I've taken to reading again.
After months; well maybe weeks, of doing the
photography thing, selecting, matting, framing, re-matting, re-framing,
making smaller, larger, creating card versions, searching the archives, not
shooting anything mind you, I've enough backlog to last a lifetime, I'm
taking a breakeven though there is more to do re: "marketing".
I've done little to no writing to speak of,
motivated only by the latest kid-crisis, so I've picked up a book I never
finished, a rare out-of-character thing for me to do, and re-invested myself
in it.
I either finish a book or I give it up. The
latter either because it just doesn't go anywhere I want to go or it's too
painful to read (see "Bury my Heart at Wounded Knee" or "The Devil's
Highway"). The former is my usual pattern.
I put this one down some time ago because for
neither reason. I was just burned out on history at the time. But I cracked
it open today noting that I'd marked where I left off, and began reading
again.
And was recaptured.
W.E. Woodward is simply one of the best
writer historians you'll ever read. He's smart, ironic, insightful,
philosophical, well read and informed, and as objective as any historian
I've ever read.
The book I picked off my shelf is, "A New
American History" published in 1936, just three years after Hitler and
Roosevelt came to power. I've started from the beginning instead of where I
left off months ago so I'm way back in time, back into the "roots" of
England's rise to power in the mid 1600's. And it's good.
Damned good!
With all we have to do to sustain life here
in the New Mexico back water (is that a redundancy?) it feels a little odd
to go back and re-plow this ground, but Woodward is such a fine writer I
can't resist it. I know I should probably read Tolstoy to groom my own
writing, or maybe Twain to loosen up a bit, or somebody brand new so I can
be surprised but life is short so the hell with it, I'll go with Woodward
and learn something.

■ DATA ENTRIES ■
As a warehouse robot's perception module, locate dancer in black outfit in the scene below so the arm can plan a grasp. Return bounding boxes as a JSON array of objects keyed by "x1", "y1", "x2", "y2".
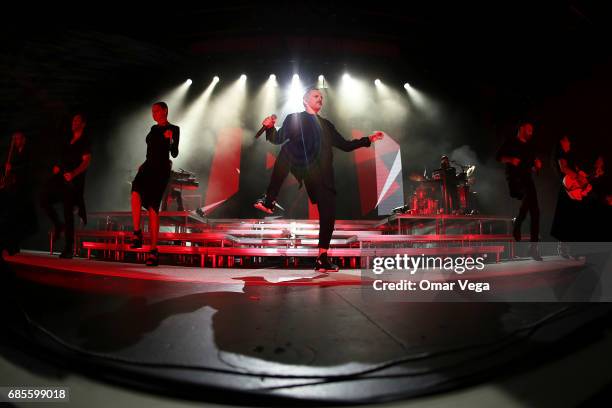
[
  {"x1": 254, "y1": 88, "x2": 383, "y2": 271},
  {"x1": 41, "y1": 113, "x2": 91, "y2": 258},
  {"x1": 496, "y1": 122, "x2": 542, "y2": 260},
  {"x1": 131, "y1": 102, "x2": 180, "y2": 266},
  {"x1": 0, "y1": 131, "x2": 37, "y2": 254}
]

■ WRITTEN PROBLEM 1 ■
According to the post about returning to reading, in what year was "A New American History" published?
■ WRITTEN PROBLEM 2 ■
Pick up the post about returning to reading after its final sentence and carry it forward in the same voice.

■ TASK RESPONSE 1 ■
1936

■ TASK RESPONSE 2 ■
I've been avoiding the obvious topics, top
among them the tar baby we're entangled with in Iraq because there are so
many really good, well informed and intelligent people out there doing what
must be done to cover all of that I have nothing to add. Besides I'm so
tired of bitching about it, about oil, the health care system and factory
farms and water and kids that I want to take a vacation to Scandinavia. And
I don't even know anybody there.
Then there's our own "tar baby" our eighteen
year old going on four who is drinking herself into oblivion almost every
night. Many of us did that I know, but she is also driving and she is not a
conscious drunk. I know this first hand as a result of a version of "the
phone call" that came in at 6:30 a few mornings ago. I've heard the opener a
few times over the years. I goes like this, "Mr. Prosapio, we have your
daughter here" and it goes on from there. So far it hasn't been the "and
she's been badly injured in an accident." Or worse.
This one was the "Please come down and get
her" call. We live in the mountains; she was in town of course so it was
forty minutes to the scene of the crime. She had been walking up and down
the street in a residential neighborhood, yelling obscenities at the top of
her lungs at five in the AM. Understandably perturbed, the neighbors called
the cops and when they arrived on the scene they found our little darling
passed out inside her locked car. They had to break the back window out to
get to her to make sure she wasn't dead.
When I got there there she was half dressed,
looking like a frowsy, cheap, burned out bar maid instead of that winsome
kid I once knew, and she was surrounded by solicitous cops. She can be cute
and charming on the obverse from her usual drunken, foul-mouthed temper
tantrum I-want-it-my-way production and she was doing "cute-and-foolish" to
entertain them. Actually that was a good move since none of the six acted on
the bench warrant that is out for her arrest. Instead the kindest of them
offered her advice on how to handle the warrant whenever she got around to
it.
On the way to her apartment she spun out the
story of the night before as only a drunk would, details repeated over and
over again punctuated with obvious information like, "I'm really drunk dad."
and "I really like drinking dad." Etc.
When we got there I asked for and got her car
keys and dropped her off.
The "philosophical" issue of taking her car
had stood in our way the last time we determined to do this, after all, she
is considered to be a (young) adult and does own her car, but this has all
been swept away by the obvious. Behind the wheel she is a danger to herself
and others and the call we don't want to get is the one about how our
daughter has just killed or maimed someone while driving passed out.
All of this adds a tinge of grey to our
otherwise blue sky life right now. But better than black armbands.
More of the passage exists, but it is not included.